* _Challenge_
Pick out each line in the entries below that contains the string "cathedral" and copy it. Match case exactly.

[Object point labels]
────────────────

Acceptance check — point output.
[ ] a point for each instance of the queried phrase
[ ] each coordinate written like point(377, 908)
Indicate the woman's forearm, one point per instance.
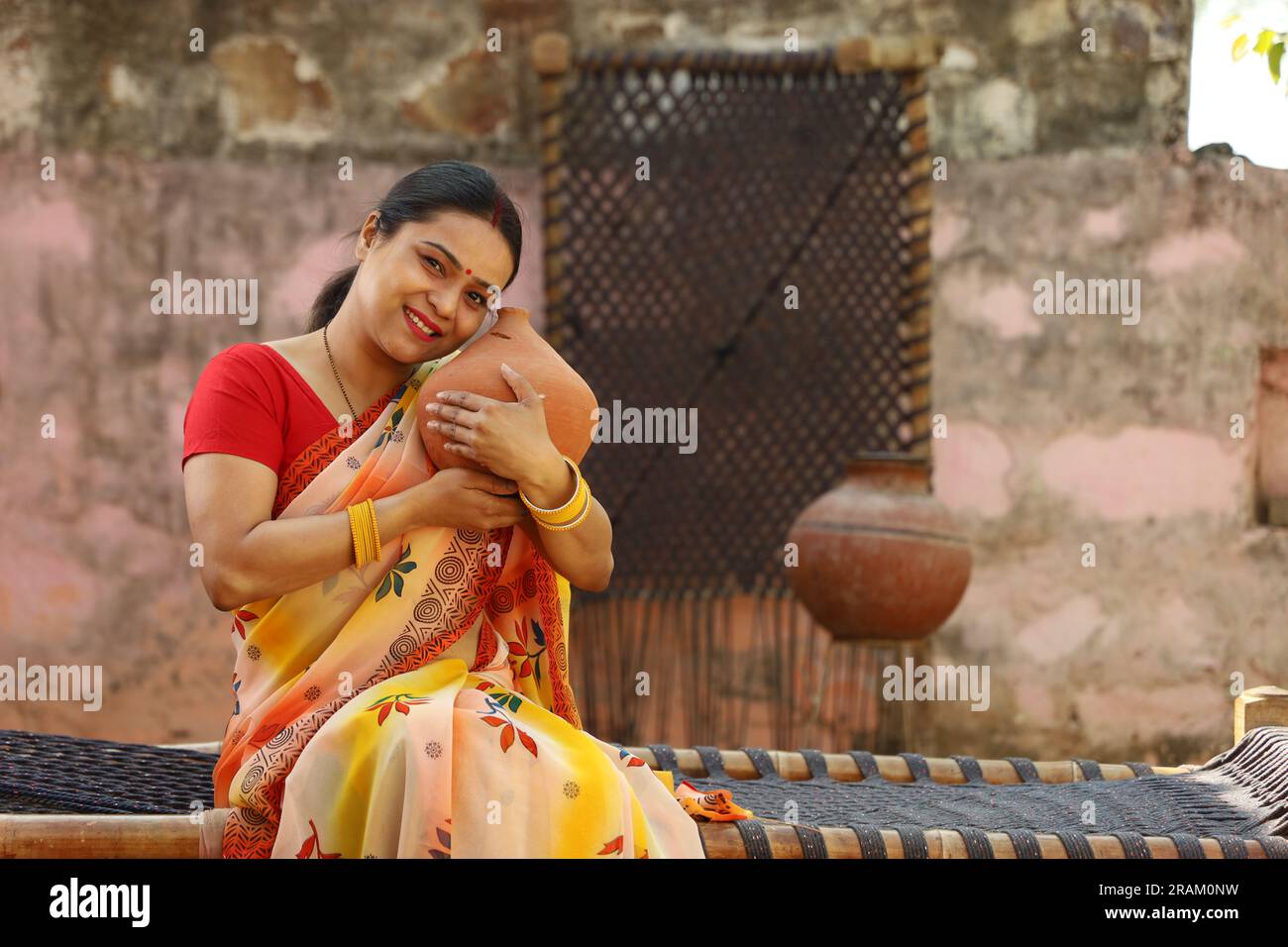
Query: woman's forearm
point(584, 556)
point(281, 556)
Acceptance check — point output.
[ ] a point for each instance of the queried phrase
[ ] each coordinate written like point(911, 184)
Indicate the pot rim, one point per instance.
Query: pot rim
point(889, 458)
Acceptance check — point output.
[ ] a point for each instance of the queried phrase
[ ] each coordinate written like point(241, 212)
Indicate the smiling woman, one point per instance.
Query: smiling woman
point(400, 680)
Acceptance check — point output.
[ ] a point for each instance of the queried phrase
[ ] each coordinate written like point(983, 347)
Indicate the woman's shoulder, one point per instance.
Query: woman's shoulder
point(259, 357)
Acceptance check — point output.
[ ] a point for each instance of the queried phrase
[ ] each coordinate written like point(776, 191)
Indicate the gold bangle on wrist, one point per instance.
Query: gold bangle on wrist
point(571, 525)
point(559, 512)
point(365, 531)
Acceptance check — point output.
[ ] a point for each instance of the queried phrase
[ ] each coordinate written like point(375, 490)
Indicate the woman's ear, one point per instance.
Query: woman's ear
point(368, 236)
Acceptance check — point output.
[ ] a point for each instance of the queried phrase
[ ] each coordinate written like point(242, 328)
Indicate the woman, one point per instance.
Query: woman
point(400, 678)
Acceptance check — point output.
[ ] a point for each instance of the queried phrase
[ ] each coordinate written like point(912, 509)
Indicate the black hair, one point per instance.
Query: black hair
point(426, 191)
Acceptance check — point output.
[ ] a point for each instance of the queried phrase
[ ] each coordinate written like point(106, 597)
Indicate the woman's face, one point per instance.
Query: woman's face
point(424, 292)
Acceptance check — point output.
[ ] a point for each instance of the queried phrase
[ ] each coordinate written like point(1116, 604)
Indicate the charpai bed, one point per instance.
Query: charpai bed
point(68, 796)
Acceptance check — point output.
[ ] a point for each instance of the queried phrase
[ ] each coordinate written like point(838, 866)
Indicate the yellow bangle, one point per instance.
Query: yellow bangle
point(365, 531)
point(567, 526)
point(375, 528)
point(561, 513)
point(357, 534)
point(575, 521)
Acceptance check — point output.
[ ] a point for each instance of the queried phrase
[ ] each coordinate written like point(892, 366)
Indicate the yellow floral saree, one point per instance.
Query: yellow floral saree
point(420, 706)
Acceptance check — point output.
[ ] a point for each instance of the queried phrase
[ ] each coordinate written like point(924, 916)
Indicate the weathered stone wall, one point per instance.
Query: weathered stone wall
point(1061, 429)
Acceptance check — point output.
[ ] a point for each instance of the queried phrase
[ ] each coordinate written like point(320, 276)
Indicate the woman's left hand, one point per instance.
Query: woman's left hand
point(507, 438)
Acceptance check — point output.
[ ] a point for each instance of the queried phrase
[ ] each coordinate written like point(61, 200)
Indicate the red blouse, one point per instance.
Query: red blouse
point(252, 402)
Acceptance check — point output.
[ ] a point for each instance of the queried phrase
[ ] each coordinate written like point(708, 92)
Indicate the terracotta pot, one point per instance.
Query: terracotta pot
point(570, 403)
point(880, 557)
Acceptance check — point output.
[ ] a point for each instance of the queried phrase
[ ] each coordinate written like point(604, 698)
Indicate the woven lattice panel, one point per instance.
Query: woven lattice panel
point(764, 171)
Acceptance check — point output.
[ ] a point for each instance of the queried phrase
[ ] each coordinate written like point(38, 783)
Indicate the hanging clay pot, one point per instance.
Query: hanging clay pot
point(570, 403)
point(879, 556)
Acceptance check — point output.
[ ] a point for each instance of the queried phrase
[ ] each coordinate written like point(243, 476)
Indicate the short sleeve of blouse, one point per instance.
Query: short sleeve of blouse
point(235, 410)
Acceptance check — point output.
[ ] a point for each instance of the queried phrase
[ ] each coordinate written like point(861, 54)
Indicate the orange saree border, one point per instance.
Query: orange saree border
point(314, 458)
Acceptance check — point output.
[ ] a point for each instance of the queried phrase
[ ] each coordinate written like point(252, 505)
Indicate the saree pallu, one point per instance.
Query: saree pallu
point(420, 706)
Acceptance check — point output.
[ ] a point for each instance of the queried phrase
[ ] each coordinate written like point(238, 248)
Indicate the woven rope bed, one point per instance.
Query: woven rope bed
point(67, 796)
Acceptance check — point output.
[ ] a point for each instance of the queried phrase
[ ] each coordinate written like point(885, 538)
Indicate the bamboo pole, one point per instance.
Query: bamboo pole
point(180, 836)
point(868, 53)
point(552, 58)
point(1260, 706)
point(840, 766)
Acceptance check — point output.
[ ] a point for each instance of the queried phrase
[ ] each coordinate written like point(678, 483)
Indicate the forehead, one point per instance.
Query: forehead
point(475, 243)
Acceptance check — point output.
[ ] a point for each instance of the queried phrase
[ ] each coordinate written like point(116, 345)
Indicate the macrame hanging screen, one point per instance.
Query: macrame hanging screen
point(734, 266)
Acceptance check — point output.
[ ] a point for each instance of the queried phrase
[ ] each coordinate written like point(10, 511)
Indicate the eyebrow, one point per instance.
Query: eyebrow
point(456, 263)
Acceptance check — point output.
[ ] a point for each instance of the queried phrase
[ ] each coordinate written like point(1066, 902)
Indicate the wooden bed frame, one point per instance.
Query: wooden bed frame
point(198, 835)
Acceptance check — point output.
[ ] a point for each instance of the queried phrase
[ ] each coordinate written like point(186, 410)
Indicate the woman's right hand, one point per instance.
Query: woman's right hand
point(465, 499)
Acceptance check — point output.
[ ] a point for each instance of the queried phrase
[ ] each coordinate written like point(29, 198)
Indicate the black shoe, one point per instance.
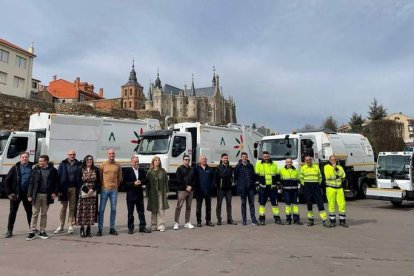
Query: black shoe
point(88, 232)
point(9, 234)
point(112, 231)
point(326, 224)
point(82, 233)
point(278, 220)
point(31, 236)
point(343, 224)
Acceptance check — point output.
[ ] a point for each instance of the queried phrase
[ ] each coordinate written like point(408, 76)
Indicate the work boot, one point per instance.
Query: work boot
point(9, 234)
point(326, 224)
point(278, 220)
point(262, 220)
point(343, 223)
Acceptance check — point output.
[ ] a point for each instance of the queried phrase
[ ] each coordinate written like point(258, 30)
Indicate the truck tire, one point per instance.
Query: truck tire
point(396, 204)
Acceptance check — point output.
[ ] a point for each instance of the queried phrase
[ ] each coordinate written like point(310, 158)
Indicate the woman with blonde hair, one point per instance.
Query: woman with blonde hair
point(157, 189)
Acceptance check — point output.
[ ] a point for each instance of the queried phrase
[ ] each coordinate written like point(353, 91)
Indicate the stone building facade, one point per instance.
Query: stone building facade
point(206, 105)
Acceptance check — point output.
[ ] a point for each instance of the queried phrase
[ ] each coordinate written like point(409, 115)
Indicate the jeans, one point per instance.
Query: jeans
point(113, 196)
point(139, 205)
point(199, 199)
point(250, 198)
point(220, 195)
point(14, 206)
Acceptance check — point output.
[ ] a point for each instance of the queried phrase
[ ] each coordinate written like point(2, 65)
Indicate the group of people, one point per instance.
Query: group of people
point(78, 185)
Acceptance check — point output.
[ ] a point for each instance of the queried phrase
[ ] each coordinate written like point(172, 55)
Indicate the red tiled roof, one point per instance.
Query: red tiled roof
point(16, 47)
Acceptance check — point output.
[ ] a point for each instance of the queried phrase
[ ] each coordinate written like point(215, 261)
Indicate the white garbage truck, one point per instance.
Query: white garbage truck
point(55, 134)
point(353, 151)
point(395, 182)
point(195, 139)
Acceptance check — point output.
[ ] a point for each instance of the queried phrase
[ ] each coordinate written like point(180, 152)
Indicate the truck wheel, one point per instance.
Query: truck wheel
point(396, 203)
point(362, 193)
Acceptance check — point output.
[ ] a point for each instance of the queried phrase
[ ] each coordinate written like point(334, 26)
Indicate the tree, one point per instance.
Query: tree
point(330, 123)
point(376, 111)
point(356, 123)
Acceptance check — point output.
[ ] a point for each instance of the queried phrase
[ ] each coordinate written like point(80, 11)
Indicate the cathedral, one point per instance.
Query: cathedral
point(205, 105)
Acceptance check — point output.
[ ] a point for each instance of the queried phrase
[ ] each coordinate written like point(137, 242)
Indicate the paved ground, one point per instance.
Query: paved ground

────────────────

* _Answer to this exercise_
Indicate the cathedral, one point per instance.
Query: cathedral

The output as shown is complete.